> **Petikan Teks**

Iduladha bukan sekadar ritual penyembelihan hewan kurban. Lebih dari itu, ibadah kurban merupakan simbol spiritual untuk membebaskan diri dari keterikatan terhadap dunia dan segala pesonanya.
Demikian disampaikan Haedar Nashir Ketua Umum Pimpinan Pusat Muhammadiyah dalam refleksinya menjelang Hari Raya Iduladha, Kamis (5/6/2025).
Menurut Haedar, esensi kurban bukan terletak pada daging atau darah hewan yang dikurbankan, melainkan pada ketakwaan yang tumbuh dari hati setiap muslim.
Ia mengutip ayat Al-Qur’an, “Lan yanala Allah luhumuha wala dima’uha walakin yanaluhu at-taqwa minkum” (QS Al-Hajj: 37), untuk menekankan pesan spiritual di balik ibadah ini.

> **Data Tersimpan**
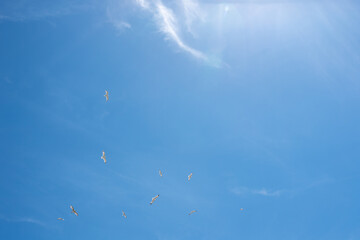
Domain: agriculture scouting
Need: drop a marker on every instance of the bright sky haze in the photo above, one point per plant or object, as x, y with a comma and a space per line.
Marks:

* * *

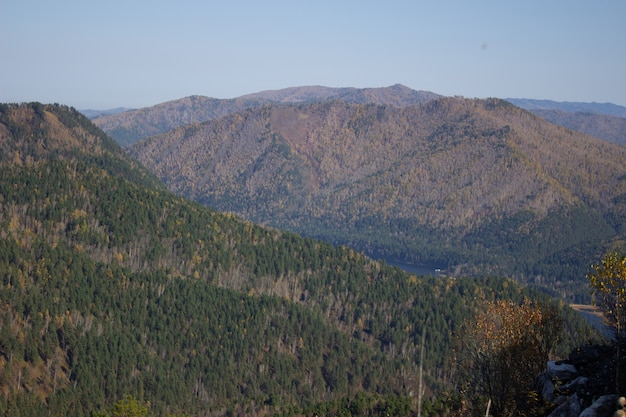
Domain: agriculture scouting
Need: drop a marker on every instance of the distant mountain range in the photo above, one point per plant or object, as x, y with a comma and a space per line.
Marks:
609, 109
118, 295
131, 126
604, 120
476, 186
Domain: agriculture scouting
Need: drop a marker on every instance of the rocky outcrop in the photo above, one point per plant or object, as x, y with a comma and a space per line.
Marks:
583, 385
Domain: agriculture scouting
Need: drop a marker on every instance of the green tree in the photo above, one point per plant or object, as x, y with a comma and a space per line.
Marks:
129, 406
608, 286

==

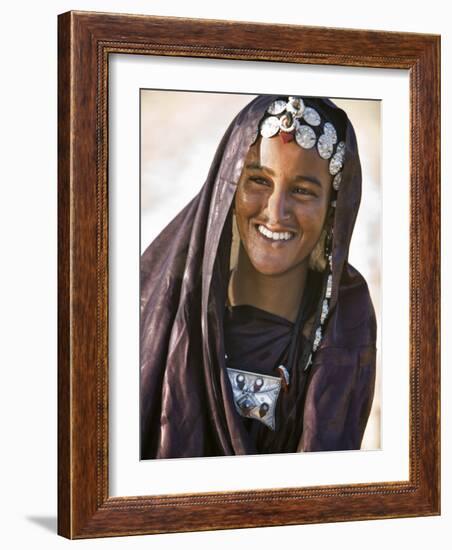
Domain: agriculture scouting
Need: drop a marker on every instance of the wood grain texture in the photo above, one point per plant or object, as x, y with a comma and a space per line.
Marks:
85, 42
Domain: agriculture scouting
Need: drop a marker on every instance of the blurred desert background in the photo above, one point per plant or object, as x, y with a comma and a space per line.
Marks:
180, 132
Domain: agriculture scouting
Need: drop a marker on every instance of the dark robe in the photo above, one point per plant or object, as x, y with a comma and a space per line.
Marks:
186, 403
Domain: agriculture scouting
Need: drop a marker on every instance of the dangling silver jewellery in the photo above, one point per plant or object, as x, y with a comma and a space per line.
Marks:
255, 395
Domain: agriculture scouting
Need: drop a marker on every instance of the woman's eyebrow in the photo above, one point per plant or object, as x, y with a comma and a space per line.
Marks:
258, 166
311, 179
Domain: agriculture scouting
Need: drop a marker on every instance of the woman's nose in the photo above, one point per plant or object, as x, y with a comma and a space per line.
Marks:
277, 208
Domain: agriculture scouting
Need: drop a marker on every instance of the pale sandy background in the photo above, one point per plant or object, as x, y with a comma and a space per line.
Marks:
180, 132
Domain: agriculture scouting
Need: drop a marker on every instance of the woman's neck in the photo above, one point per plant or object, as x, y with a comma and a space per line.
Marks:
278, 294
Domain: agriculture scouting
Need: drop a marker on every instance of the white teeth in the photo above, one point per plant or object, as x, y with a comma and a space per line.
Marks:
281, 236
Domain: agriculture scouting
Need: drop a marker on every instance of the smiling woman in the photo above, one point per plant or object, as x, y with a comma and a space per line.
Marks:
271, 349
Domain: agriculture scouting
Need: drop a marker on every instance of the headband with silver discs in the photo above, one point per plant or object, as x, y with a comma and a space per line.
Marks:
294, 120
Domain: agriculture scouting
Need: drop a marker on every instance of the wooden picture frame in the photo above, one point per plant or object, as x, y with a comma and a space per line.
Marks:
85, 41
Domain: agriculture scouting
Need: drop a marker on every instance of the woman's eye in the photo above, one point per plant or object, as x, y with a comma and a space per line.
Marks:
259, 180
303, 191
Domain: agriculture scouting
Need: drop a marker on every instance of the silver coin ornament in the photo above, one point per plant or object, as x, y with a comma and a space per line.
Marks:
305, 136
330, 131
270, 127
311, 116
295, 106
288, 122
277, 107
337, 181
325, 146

> **Permintaan Tertulis 1**
Salin teks tentang makna kurban dengan tepat, mulai dari "Demikian disampaikan Haedar" sampai dengan "balik ibadah ini.", termasuk kedua bagian tersebut.
> **Permintaan Tertulis 2**
Tolong lanjutkan teks tentang makna kurban setelah kalimat terakhirnya.
Daftar tersebut merupakan bahan tersendiri yang terpisah dari teks tentang makna kurban.

> **Jawaban Tertulis 1**
Demikian disampaikan Haedar Nashir Ketua Umum Pimpinan Pusat Muhammadiyah dalam refleksinya menjelang Hari Raya Iduladha, Kamis (5/6/2025).
Menurut Haedar, esensi kurban bukan terletak pada daging atau darah hewan yang dikurbankan, melainkan pada ketakwaan yang tumbuh dari hati setiap muslim.
Ia mengutip ayat Al-Qur’an, “Lan yanala Allah luhumuha wala dima’uha walakin yanaluhu at-taqwa minkum” (QS Al-Hajj: 37), untuk menekankan pesan spiritual di balik ibadah ini.

> **Jawaban Tertulis 2**
“Maka makna terdalamnya, apa yang kita miliki dalam kehidupan ini, harta, kekuasaan, dan segala kesenangan dunia, sifatnya nisbi. Allah mengajarkan kita untuk ‘berkurban’, yaitu memanfaatkan duniawi itu untuk ibadah dan kemaslahatan umat, bukan untuk ditumpuk dengan tamak,” ungkap Haedar.
Lebih lanjut, Haedar menekankan bahwa manusia secara fitrah memiliki keinginan untuk menguasai dan memiliki. Namun bila tak dikendalikan, keinginan itu bisa melahirkan kerakusan dan ketidakpuasan tanpa batas, bahkan dengan cara-cara yang tidak halal seperti korupsi atau penyalahgunaan wewenang.
“Manusia yang rakus dan tenggelam dalam pesona dunia tak akan pernah merasa cukup, hingga ajal datang menjemput. ‘Alhâkumut-takâtsur, hattâ zurtumul-maqâbir’, jelasnya, mengutip Surah At-Takatsur.
Bagi Haedar, inilah pesan penting dari kurban: mengoreksi diri, menakar kembali posisi kita sebagai hamba, dan melepaskan diri dari ketamakan. Kurban adalah momen untuk menguji sejauh mana kita rela menyerahkan yang kita cintai demi kebenaran, kebaikan, dan kemaslahatan bersama.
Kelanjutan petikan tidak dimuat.